Page text ::
######

In 1941, Chief was posted to Fort Riley and assigned to the 10th Cavalry Regiment, though was later transferred to the 9th Cavalry Regiment. In June 1942 he was transferred, again, to the U.S. Army Cavalry School and promoted to Advanced Cavalry Charger.

==Retirement==
At the conclusion of World War II, the United States Army terminated its main equestrian training program; between 1949 and 1950, horses under age 16 were sold at auction while older horses, numbering around 100 and including Chief, were put to pasture. Chief lived the rest of his life at the Fort Riley Riding Club where he was given a double box stall and private corral.

Chief achieved an advanced age, outliving all of the Army's other surplus cavalry chargers; he was preceded in death by Joe Louis and Gambler. By 1962, planning had begun for his eventual funeral, though his keeper, Sergeant First Class Robert Parker, reported that year that the horse remained athletic and that many visitors guessed he was significantly younger than his actual age. His last caretaker was Texas A&M alumnus Ron Haley.

######

Input data ::

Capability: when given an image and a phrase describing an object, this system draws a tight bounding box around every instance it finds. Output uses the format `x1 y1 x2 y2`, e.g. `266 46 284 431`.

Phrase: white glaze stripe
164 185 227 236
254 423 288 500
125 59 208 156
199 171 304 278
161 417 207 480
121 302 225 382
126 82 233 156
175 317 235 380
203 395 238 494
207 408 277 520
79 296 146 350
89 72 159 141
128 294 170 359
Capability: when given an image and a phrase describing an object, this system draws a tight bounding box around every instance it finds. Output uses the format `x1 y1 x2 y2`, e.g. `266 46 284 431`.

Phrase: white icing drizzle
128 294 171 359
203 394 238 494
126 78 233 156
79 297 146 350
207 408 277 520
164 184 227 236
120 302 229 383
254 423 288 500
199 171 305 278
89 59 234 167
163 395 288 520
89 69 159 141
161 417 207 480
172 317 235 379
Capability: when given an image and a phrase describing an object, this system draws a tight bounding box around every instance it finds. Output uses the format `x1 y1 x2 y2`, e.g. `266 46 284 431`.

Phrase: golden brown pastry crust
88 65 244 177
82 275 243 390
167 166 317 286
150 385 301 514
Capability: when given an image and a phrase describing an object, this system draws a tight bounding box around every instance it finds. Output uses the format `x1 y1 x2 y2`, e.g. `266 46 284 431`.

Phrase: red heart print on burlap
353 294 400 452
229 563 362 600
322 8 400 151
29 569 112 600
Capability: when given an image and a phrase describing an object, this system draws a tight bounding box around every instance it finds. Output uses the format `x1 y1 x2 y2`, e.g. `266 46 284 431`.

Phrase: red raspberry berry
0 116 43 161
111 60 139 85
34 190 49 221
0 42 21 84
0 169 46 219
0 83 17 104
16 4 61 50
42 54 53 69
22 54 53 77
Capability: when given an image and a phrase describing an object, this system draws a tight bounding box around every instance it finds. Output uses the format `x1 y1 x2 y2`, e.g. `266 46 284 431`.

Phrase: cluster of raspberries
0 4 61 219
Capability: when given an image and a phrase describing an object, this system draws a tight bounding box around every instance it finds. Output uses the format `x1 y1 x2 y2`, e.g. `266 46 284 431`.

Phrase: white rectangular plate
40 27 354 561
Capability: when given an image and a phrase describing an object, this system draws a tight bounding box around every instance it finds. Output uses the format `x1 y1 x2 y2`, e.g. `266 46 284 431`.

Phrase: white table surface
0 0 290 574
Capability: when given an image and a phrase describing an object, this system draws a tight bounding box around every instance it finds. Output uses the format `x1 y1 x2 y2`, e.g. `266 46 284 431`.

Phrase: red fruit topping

######

Required actions ::
1 > Answer these from the passage about the horse Chief:
(a) What was Chief promoted to in June 1942?
(b) Where did Chief live for the rest of his life after retirement?
(c) Who was Chief's last caretaker?
2 > Using the passage about the horse Chief, explain why Chief was put to pasture instead of being sold at auction.

Answer set ::
1 >
(a) Advanced Cavalry Charger.
(b) At the Fort Riley Riding Club, where he had a double box stall and a private corral.
(c) Ron Haley, a Texas A&M alumnus.

2 > When World War II ended, the United States Army ended its main equestrian training program. Between 1949 and 1950, horses under age 16 were sold at auction, while the older horses, about 100 of them, were put to pasture. Chief was one of those older horses.